[Point-per-instance localization data]

# # # #

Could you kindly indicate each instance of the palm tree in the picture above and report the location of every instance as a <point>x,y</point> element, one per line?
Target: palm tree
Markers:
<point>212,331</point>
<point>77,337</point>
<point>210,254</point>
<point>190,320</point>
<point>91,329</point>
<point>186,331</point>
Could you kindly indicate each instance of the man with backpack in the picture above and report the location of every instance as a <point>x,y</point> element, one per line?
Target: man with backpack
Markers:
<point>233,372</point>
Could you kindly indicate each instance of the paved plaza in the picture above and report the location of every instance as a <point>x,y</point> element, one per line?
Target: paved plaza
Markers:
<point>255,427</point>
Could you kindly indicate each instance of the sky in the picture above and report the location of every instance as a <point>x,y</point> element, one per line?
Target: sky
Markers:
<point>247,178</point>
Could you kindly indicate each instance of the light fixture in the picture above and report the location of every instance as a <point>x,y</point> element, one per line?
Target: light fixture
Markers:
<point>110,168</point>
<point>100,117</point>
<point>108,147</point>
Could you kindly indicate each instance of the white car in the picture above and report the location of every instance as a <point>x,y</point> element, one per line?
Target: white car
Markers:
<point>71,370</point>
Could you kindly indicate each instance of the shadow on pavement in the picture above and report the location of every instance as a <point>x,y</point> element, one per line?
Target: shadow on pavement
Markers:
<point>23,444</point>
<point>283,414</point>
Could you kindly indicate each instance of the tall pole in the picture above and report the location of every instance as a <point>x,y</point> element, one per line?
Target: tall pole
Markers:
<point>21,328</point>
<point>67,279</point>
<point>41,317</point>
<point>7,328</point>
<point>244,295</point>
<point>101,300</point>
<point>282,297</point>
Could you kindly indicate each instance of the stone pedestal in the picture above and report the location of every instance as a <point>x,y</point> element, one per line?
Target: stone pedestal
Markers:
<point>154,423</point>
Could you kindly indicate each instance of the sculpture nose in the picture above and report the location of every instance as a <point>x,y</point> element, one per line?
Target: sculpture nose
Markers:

# # # #

#### Instructions for the task:
List every line above containing the word "pedestal".

#### Result for this exercise:
Could you kindly indicate each instance of the stone pedestal in the picture above and report the location of every instance as a <point>x,y</point> element, one per line?
Target: stone pedestal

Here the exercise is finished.